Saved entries

==*==

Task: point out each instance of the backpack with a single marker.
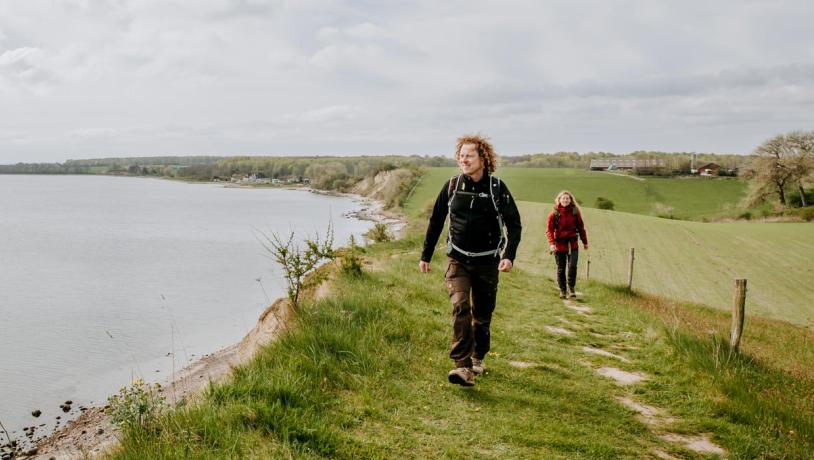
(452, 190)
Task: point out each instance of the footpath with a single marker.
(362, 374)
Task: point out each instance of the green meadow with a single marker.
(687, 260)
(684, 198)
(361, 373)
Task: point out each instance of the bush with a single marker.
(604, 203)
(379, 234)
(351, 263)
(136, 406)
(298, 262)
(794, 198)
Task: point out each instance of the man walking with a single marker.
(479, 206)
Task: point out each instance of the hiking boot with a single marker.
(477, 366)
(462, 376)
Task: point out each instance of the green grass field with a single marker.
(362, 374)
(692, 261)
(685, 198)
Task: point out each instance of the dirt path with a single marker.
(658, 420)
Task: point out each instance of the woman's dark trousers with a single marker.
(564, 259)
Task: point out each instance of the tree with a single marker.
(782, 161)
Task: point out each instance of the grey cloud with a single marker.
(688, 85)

==*==

— Aim —
Reproduce verbatim the lines of the entries from the one containing "Task: point out each instance of the tree" through the final line, inclusive.

— Reply —
Task: point out each instance of the tree with a single marker.
(782, 161)
Task: point out each instance of the grey cloud with a single marker.
(688, 85)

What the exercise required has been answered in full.